[Questions]
1: Recopiez sans rien changer le passage de l'extrait sur la chaîne de l'innovation qui commence aux mots contenant « Quelles sont les » et se termine après « que nous consolidions. ».
2: Rédigez la suite de l'extrait sur la chaîne de l'innovation, à partir de sa dernière phrase.

[Extrait du texte]
>>>>

Quelles sont les faiblesses qui ont été identifiées ?
Fréderique Vidal : La première faiblesse que nous avons identifiée et à laquelle nous avons commencé à remédier depuis déjà quelques années se situe au niveau de la chaîne de l’innovation. Nous avons des recherches académiques qui sont excellentes et des industriels qui pourraient porter des innovations mais c’est le lien entre la recherche académique et le monde industriel qu’il faut que nous consolidions.
Nous avons autorisé cela dans un premier temps avec la Loi Pacte, et nous l’avons renforcé à travers la loi de programmation de la recherche. Les chercheurs ne sont plus obligés de choisir entre leur recherche académique et leur envie de créer une start-up, ils pourront désormais jongler entre le temps passé en laboratoire et celui dédié à la création de leur entreprise.

<<<<

[Données fournies]
>>>>

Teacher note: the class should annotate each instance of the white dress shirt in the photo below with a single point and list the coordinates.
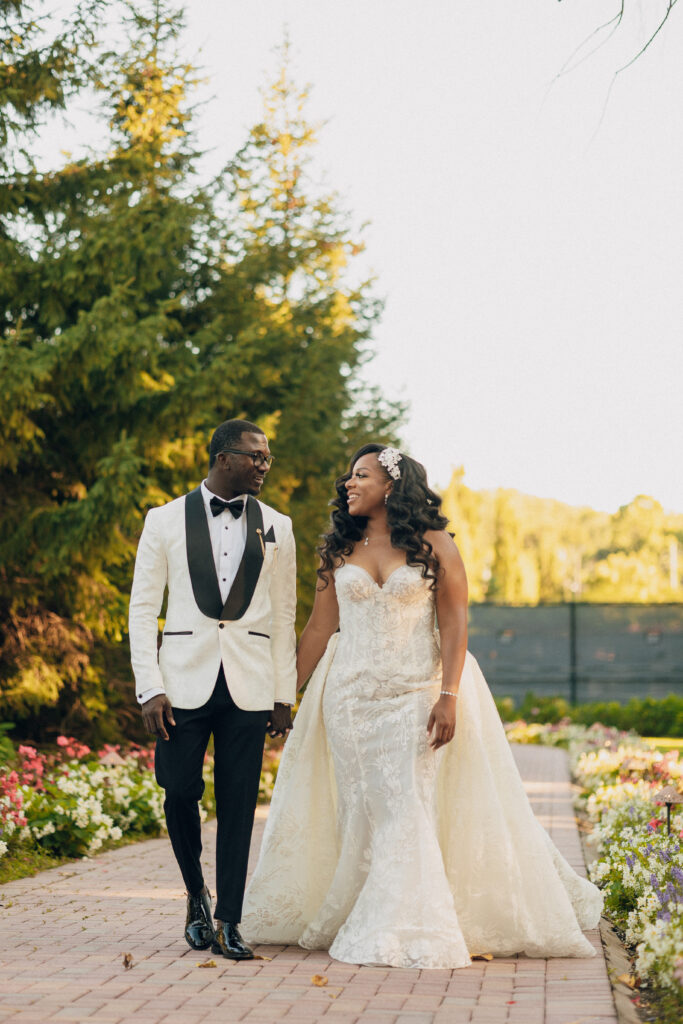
(228, 537)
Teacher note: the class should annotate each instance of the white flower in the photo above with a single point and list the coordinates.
(389, 458)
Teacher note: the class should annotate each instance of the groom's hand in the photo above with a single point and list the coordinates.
(154, 712)
(280, 722)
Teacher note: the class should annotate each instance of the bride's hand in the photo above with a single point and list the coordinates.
(442, 722)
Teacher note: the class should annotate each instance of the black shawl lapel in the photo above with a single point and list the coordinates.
(200, 556)
(242, 590)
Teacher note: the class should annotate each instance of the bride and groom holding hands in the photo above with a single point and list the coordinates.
(399, 833)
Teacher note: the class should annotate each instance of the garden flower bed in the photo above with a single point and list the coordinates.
(72, 802)
(639, 864)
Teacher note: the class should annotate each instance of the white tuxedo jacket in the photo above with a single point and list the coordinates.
(252, 633)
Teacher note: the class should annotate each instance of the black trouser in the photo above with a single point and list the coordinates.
(239, 737)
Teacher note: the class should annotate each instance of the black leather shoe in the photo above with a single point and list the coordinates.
(229, 943)
(199, 927)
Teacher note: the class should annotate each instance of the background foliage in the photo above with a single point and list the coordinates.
(140, 307)
(524, 550)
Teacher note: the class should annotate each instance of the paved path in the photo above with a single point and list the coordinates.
(63, 935)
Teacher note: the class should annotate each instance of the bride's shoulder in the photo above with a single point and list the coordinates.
(441, 542)
(445, 549)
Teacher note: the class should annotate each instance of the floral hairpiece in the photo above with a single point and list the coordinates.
(389, 458)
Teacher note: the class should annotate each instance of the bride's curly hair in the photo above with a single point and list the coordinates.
(413, 508)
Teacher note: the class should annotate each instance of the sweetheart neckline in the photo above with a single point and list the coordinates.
(354, 565)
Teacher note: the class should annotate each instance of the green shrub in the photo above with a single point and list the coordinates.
(645, 716)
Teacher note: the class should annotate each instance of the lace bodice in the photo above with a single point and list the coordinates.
(384, 851)
(386, 633)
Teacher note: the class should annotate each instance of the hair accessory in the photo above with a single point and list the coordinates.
(389, 458)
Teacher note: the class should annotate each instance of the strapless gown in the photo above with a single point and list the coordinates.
(384, 851)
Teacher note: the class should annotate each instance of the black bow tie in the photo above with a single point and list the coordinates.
(217, 506)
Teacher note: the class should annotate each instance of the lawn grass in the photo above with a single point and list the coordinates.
(26, 861)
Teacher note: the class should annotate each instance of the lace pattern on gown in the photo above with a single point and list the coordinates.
(385, 852)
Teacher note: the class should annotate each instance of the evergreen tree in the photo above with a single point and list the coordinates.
(141, 311)
(507, 583)
(284, 293)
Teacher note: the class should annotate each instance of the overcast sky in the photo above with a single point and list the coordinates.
(528, 254)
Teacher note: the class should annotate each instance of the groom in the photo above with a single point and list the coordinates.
(225, 667)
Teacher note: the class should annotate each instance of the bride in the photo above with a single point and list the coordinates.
(399, 832)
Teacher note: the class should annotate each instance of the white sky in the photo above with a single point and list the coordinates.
(531, 268)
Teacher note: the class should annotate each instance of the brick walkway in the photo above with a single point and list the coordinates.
(63, 935)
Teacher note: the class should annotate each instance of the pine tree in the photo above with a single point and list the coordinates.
(284, 292)
(140, 311)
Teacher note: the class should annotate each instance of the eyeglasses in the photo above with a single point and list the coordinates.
(256, 457)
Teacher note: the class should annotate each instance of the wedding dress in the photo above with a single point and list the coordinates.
(384, 851)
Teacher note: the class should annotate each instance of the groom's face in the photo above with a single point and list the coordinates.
(244, 474)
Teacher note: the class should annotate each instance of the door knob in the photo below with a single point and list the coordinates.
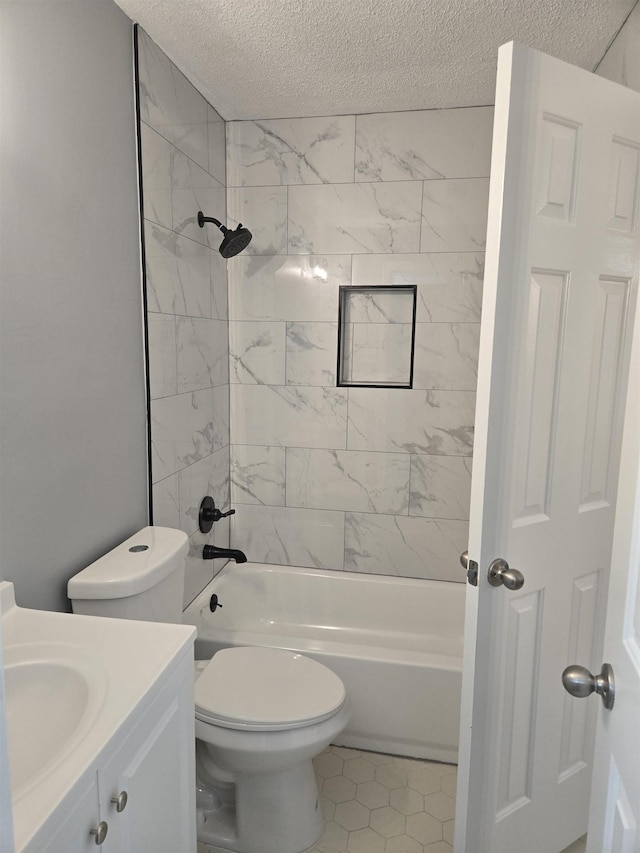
(499, 574)
(578, 681)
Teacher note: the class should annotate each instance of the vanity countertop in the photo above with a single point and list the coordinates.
(92, 672)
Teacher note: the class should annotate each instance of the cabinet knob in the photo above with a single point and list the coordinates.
(100, 832)
(120, 802)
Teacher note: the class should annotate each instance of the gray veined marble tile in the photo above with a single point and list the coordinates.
(424, 144)
(165, 498)
(312, 353)
(289, 416)
(454, 215)
(170, 103)
(156, 176)
(182, 432)
(177, 273)
(348, 480)
(378, 305)
(446, 356)
(378, 353)
(257, 475)
(285, 288)
(449, 284)
(289, 536)
(207, 476)
(163, 376)
(221, 417)
(263, 210)
(431, 422)
(440, 486)
(193, 189)
(291, 151)
(216, 129)
(407, 547)
(257, 352)
(203, 353)
(355, 218)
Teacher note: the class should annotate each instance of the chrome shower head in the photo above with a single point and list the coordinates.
(234, 241)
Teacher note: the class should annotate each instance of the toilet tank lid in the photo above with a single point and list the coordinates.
(134, 566)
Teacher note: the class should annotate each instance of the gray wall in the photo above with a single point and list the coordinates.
(621, 62)
(73, 453)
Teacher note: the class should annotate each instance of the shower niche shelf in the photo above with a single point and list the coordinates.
(376, 336)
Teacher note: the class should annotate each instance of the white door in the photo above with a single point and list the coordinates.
(614, 814)
(560, 285)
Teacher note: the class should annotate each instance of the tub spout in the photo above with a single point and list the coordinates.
(211, 552)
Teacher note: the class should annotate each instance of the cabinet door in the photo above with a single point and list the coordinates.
(154, 767)
(73, 832)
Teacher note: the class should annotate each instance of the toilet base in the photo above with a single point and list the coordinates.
(273, 813)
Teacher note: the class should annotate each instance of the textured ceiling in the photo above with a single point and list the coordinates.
(281, 58)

<<<<

[Réponses]
1:
Quelles sont les faiblesses qui ont été identifiées ?
Fréderique Vidal : La première faiblesse que nous avons identifiée et à laquelle nous avons commencé à remédier depuis déjà quelques années se situe au niveau de la chaîne de l’innovation. Nous avons des recherches académiques qui sont excellentes et des industriels qui pourraient porter des innovations mais c’est le lien entre la recherche académique et le monde industriel qu’il faut que nous consolidions.

2:
Avec le plan entrepreneuriat pour les étudiants, ces derniers vont pouvoir être initiés à l’entrepreneuriat tant en termes de compétences que d’état d’esprit. Car créer son entreprise, c’est aussi se dire que nous pouvons essayer, échouer et recommencer. C’est ce que nous essayons de porter sur tout le continuum, depuis les étudiants jusqu’à la R&D.
« Ce qui nous manque vraiment, c’est la capacité à investir, c’est-à-dire à transformer l’idée ou la preuve de concept en quelque chose qui s’industrialise »
De nombreuses start-up dénoncent également des processus de financement trop chronophages
Fréderique Vidal : J’ai eu effectivement l’occasion d’en discuter avec plusieurs start-up. Ce qui nous manque vraiment, c’est la capacité à investir, c’est-à-dire à transformer l’idée ou la preuve de concept en quelque chose qui s’industrialise. Pour cela, nous devons, bien sûr, attirer du capital risque, mais nous devons former aussi.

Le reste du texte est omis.